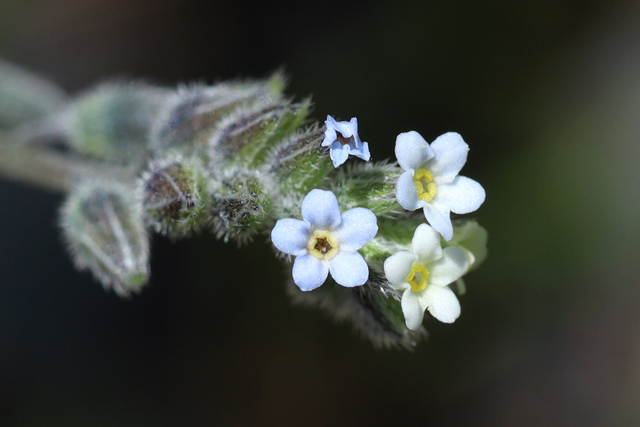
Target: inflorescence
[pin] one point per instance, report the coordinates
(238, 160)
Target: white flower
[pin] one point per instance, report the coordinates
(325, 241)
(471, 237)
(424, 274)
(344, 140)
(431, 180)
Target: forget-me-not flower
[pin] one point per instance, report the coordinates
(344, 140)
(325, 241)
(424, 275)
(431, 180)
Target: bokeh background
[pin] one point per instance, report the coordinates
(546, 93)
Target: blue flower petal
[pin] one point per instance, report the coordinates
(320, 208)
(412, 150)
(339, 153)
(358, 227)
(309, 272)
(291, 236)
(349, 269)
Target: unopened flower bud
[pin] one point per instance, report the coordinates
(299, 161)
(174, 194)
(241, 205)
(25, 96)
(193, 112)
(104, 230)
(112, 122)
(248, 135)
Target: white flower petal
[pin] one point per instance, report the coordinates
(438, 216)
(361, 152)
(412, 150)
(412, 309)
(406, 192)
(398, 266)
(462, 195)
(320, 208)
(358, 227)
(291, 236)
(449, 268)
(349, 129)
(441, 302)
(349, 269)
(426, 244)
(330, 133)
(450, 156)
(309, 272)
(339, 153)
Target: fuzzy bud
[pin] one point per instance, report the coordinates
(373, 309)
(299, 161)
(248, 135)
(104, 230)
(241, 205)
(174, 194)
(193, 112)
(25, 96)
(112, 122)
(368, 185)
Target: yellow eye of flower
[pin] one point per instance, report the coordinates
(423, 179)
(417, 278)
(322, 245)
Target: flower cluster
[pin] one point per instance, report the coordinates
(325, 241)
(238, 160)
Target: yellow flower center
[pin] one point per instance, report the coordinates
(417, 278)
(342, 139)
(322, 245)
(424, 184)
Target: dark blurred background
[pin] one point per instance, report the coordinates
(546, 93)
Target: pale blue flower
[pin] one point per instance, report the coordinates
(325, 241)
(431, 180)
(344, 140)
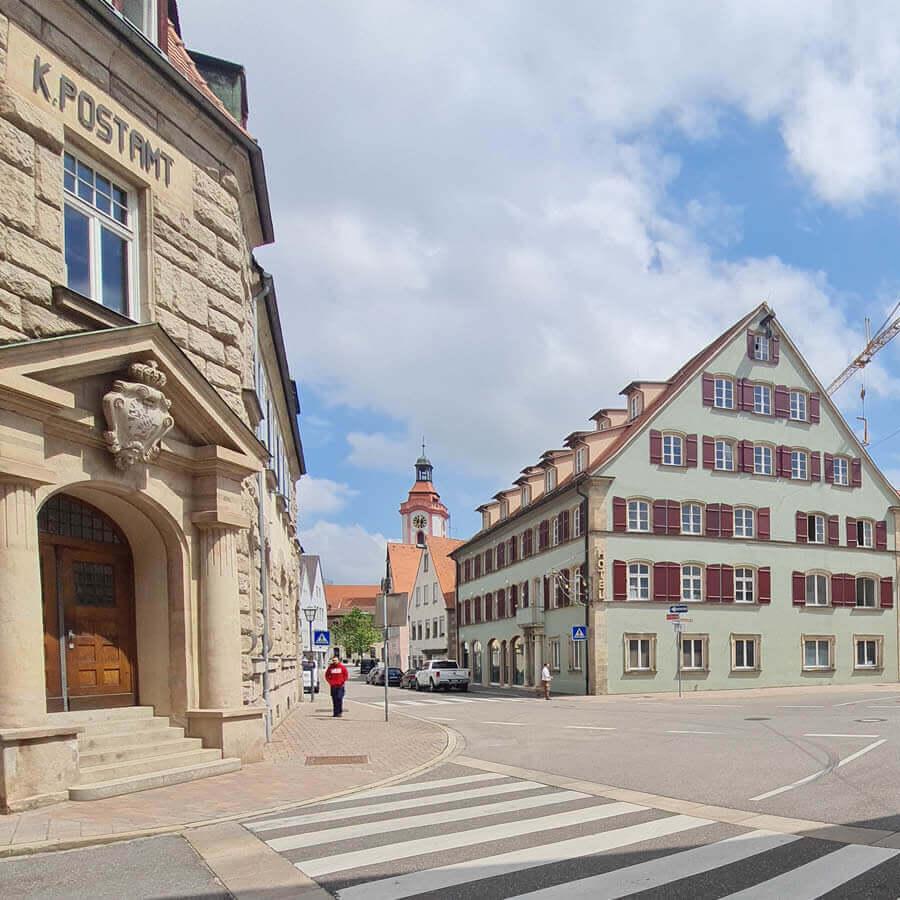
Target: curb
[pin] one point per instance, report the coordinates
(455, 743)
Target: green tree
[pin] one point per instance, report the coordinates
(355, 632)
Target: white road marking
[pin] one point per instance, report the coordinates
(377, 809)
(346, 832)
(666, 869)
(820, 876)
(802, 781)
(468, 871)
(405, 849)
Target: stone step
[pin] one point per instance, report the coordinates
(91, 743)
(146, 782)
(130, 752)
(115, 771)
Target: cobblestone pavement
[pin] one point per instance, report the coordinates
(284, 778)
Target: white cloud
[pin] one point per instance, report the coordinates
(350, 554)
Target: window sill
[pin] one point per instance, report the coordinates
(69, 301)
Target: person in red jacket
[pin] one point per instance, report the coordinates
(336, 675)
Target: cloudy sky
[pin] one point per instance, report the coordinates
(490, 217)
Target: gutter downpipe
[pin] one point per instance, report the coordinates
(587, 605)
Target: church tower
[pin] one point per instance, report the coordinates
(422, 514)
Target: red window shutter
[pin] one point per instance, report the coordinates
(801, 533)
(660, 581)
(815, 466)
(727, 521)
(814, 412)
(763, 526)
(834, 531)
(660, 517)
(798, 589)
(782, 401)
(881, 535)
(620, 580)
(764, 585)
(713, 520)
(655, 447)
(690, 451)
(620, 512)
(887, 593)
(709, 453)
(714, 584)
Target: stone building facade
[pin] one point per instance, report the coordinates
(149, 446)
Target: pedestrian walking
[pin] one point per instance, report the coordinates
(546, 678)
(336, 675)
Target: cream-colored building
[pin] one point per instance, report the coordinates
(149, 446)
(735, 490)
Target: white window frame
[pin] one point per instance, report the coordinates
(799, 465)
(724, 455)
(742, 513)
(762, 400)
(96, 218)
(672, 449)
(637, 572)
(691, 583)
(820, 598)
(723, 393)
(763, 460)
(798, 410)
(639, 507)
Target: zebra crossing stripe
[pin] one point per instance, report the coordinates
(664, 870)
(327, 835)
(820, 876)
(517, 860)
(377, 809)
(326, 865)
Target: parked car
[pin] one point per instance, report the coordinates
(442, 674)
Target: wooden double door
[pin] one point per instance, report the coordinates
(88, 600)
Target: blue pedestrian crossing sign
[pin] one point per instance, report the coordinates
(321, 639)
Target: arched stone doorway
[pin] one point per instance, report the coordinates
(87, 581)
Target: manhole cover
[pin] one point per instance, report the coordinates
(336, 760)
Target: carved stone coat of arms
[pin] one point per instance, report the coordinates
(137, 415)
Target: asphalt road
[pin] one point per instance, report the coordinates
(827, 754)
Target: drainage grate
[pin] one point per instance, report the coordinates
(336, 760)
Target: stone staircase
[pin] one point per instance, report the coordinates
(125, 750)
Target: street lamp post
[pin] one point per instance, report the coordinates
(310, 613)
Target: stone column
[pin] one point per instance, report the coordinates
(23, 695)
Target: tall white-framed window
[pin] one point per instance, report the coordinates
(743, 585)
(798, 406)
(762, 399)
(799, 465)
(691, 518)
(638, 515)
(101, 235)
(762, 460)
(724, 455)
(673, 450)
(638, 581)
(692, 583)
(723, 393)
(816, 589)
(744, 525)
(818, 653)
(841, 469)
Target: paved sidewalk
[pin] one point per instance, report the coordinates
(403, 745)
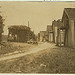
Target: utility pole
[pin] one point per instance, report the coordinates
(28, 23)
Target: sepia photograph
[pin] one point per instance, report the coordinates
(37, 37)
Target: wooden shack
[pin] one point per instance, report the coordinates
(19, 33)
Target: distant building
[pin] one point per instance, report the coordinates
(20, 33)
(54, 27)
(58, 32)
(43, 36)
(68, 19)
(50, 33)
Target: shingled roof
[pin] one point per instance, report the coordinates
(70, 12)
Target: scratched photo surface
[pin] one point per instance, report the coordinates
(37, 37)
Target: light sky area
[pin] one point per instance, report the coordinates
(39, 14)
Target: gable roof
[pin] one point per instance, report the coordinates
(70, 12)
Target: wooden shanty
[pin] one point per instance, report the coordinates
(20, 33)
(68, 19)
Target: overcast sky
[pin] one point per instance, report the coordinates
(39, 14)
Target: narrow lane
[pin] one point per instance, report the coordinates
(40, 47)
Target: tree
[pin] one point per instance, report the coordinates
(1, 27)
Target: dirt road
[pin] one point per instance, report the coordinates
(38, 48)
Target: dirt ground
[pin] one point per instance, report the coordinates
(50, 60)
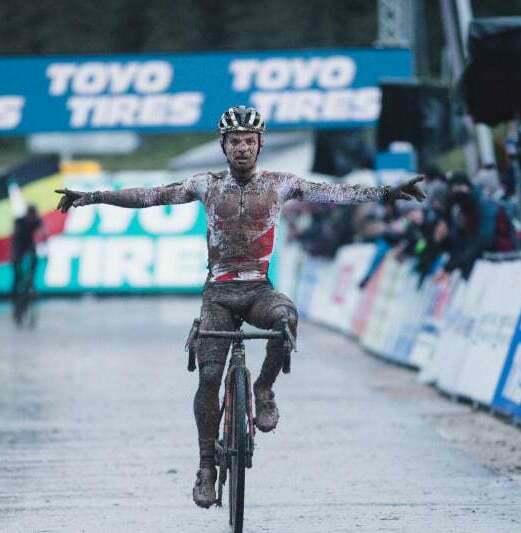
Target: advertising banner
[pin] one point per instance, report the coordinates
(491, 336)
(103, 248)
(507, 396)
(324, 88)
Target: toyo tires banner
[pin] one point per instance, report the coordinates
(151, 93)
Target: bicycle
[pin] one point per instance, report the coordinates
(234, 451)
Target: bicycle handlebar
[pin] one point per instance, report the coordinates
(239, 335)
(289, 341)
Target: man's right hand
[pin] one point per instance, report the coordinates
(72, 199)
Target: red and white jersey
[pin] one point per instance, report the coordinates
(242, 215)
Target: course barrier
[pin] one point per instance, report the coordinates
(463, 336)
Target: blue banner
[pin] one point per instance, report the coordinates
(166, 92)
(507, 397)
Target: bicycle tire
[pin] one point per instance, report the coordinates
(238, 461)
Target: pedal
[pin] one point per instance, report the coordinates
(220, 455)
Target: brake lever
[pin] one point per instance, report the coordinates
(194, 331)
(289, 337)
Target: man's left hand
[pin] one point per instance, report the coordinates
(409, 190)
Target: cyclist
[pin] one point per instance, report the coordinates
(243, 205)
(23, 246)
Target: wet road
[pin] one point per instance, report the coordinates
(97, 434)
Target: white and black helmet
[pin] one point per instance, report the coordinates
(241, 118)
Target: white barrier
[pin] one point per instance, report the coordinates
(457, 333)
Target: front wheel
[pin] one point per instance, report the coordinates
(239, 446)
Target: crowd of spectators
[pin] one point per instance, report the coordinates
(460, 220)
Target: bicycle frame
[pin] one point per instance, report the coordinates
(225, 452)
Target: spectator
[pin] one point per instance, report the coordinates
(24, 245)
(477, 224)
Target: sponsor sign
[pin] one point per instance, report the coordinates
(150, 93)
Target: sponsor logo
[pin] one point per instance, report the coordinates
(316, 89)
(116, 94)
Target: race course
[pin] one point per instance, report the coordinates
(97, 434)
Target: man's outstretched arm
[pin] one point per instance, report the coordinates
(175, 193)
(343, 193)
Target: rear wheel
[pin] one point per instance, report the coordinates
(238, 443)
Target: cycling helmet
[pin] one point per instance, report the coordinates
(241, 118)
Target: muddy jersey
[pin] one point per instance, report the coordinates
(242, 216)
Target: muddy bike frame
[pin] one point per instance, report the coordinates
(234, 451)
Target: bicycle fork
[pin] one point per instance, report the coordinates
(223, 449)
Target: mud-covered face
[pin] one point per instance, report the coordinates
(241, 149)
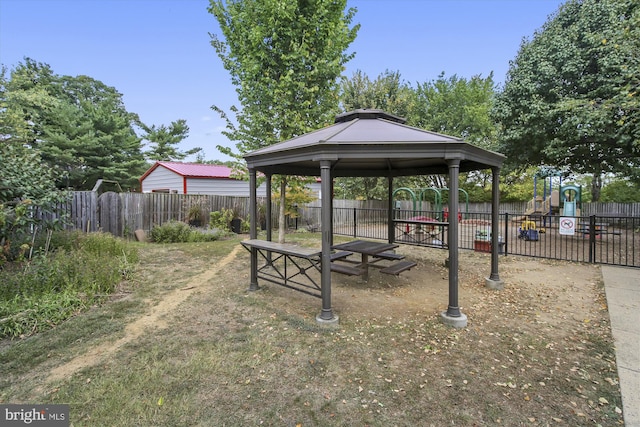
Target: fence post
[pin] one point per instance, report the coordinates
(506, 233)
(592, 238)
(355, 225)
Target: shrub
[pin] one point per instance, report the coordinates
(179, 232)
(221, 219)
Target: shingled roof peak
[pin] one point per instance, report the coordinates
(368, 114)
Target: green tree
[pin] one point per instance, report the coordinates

> Required work
Rescale the stretch from the line containing "Target: bicycle fork" through the end of the items, restating every line and request, with each answer coordinate multiplied by 1.4 and rounded to a whole number (halves up). Leave the pictures out.

> Response below
Target: bicycle fork
[pin] one point per instance, report the coordinates
(312, 629)
Target: mud-covered face
[pin] one point per instance, report the coordinates
(337, 209)
Target: fence post
[pin] one point per instance, report the coordinates
(708, 326)
(829, 333)
(497, 315)
Target: shrub
[pin] one point per instance, report the coordinates
(251, 325)
(309, 307)
Target: shingled roof peak
[pin] one point per instance, report the coordinates
(515, 160)
Target: green tree
[pin] one point per instance, report the coordinates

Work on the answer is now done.